Stored entries
==================================================

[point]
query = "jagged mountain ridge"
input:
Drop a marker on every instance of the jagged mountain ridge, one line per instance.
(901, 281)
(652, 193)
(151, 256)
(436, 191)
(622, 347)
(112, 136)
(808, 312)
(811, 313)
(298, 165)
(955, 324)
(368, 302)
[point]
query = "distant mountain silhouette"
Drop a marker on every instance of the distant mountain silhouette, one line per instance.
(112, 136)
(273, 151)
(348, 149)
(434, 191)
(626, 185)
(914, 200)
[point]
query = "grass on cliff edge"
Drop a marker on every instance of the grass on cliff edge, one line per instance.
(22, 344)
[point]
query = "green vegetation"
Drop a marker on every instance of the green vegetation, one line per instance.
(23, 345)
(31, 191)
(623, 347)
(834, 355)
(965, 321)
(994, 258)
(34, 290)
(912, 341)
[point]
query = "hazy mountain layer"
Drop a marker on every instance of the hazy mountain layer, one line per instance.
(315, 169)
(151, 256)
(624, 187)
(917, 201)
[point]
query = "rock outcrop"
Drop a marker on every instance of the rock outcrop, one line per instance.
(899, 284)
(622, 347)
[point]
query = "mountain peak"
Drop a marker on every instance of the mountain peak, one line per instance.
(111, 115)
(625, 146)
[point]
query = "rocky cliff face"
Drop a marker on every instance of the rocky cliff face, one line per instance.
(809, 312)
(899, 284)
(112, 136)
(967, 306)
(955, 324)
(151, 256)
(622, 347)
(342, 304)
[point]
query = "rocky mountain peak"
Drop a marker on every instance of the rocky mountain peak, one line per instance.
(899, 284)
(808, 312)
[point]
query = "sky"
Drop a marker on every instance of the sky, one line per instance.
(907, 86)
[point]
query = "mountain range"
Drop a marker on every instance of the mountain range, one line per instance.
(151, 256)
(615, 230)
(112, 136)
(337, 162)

==================================================

REQUIRED WORK:
Filter the records above for "query" and copy every matching line.

COMPLETED EXERCISE:
query = "jagged mountain ridge"
query = "distant mountain silhouette"
query = "grass on cliff edge"
query = "green vegetation"
query = "hazy mountain layer"
query = "rock outcrop"
query = "mountain peak"
query = "rocky cliff face"
query = "rocky mountain peak"
query = "sky"
query = "mountain range"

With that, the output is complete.